> Página
------------------------
É o egoísmo que produz a impureza da alma e a faz sofrer. Ele é combatido em todas as almas humanas por alguma coisa que lhe é contrária, algo de puro, de divino: o sentimento moral. Sem esse sentimento, o homem não é capaz de nenhum prazer moral, de nenhuma estima, de nenhum desprezo por si mesmo, e não compreende o Céu, nem o inferno. Esta luz divina lhe torna insuportável toda obscuridade que descobre em si, e é a razão pela qual as almas delicadas, aquelas que possuem o senso moral, sofrem mais cruelmente quando o egoísmo delas se apropria e subjuga esse sentimento.
Da concordância e da harmonia que subsistem no homem, entre ele próprio e sua lei interior, dependem sua pureza, sua aptidão para receber a luz, sua felicidade, seu céu, seu Deus. Seu Deus lhe aparece na sua semelhança consigo mesmo. Àquele que sabe amar, Deus aparece como o supremo amor, sob mil formas amantes. Seu grau de felicidade e sua aptidão para tornar os outros felizes são proporcionais ao princípio do amor que nele reina. Aquele que ama com desinteresse fica em harmonia incessante com a fonte de todo amor e com todos os que aí bebem o amor.
Procuremos conservar em nós o amor em toda a sua pureza, senhora, e seremos sempre arrastados por ele para junto das almas mais amantes. Purifiquemo-nos todos os dias, cada vez mais, das manchas do egoísmo, e então, ainda que tivermos de deixar este mundo hoje ou amanhã, devolvendo à terra o nosso envoltório mortal, nossa alma tomará o seu voo com a rapidez do relâmpago na direção do modelo de todos aqueles que amam, e reunir-se-á a eles com uma felicidade inexprimível.
------------------------
> O que fazer
1) Transcreva do texto sobre o egoísmo e o amor o trecho de "É o egoísmo" a "subjuga esse sentimento.".
2) Escreva a continuação do texto sobre o egoísmo e o amor a partir do ponto em que ele termina.
A listagem vem de outra fonte.

> Listagem
------------------------
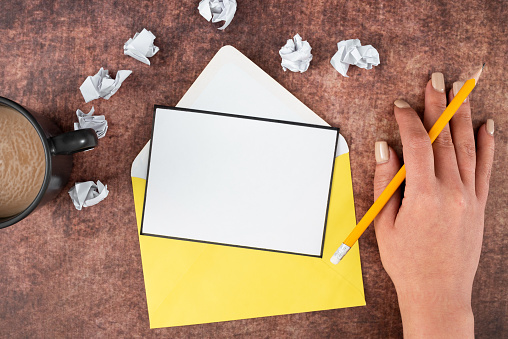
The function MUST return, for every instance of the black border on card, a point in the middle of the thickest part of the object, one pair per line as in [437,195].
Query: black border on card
------------------------
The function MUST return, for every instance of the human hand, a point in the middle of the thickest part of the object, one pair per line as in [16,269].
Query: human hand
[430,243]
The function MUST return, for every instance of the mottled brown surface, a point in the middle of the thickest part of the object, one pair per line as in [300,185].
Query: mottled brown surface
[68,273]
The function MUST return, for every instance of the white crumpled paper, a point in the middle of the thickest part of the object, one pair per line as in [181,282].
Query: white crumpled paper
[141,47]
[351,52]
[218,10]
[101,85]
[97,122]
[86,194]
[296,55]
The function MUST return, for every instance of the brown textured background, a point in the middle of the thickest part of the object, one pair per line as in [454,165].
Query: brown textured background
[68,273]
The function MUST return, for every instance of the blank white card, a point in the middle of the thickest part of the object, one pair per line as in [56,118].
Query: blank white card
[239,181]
------------------------
> Respostas
1)
É o egoísmo que produz a impureza da alma e a faz sofrer. Ele é combatido em todas as almas humanas por alguma coisa que lhe é contrária, algo de puro, de divino: o sentimento moral. Sem esse sentimento, o homem não é capaz de nenhum prazer moral, de nenhuma estima, de nenhum desprezo por si mesmo, e não compreende o Céu, nem o inferno. Esta luz divina lhe torna insuportável toda obscuridade que descobre em si, e é a razão pela qual as almas delicadas, aquelas que possuem o senso moral, sofrem mais cruelmente quando o egoísmo delas se apropria e subjuga esse sentimento.

2)
Nenhum de nós pode saber em que se tornará a sua alma após a morte do corpo, contudo, estou plenamente persuadido que o amor depurado deve necessariamente dar ao nosso Espírito liberto do corpo, uma liberdade sem limites, uma existência cêntupla, um gozo contínuo de Deus, e um poder ilimitado para tornar felizes todos os que estão aptos a gozar a felicidade suprema.
Oh! Como é incomparável a liberdade moral do Espírito despojado de seu corpo! Com que rapidez a alma do ser amante, cercada de uma luz resplandecente, efetua a sua ascensão! Como a ciência infinita, como a força de se comunicar aos outros se tomam o seu apanágio! Que luz jorra dela mesma! Que vida anima todos os átomos de que é formada! Ondas de gozos se lançam de todos os lados ao seu encontro, para satisfazer suas necessidades mais puras e mais elevadas! Inumeráveis legiões de seres amantes lhe estendem os braços! Vozes harmoniosas se fazem ouvir nesses coros numerosos e radiantes de alegria e lhe dizem: “Espírito de nosso Espírito! Coração de nosso coração! Amor haurido na fonte de todo amor! Alma amante, tu nos pertences a nós todos, e nós somos todas tuas! Cada um de nós é teu e tu pertences a cada um de nós. Deus é amor e Deus é nosso. Estamos todos cheios de Deus e o amor encontra sua felicidade na felicidade de todos.”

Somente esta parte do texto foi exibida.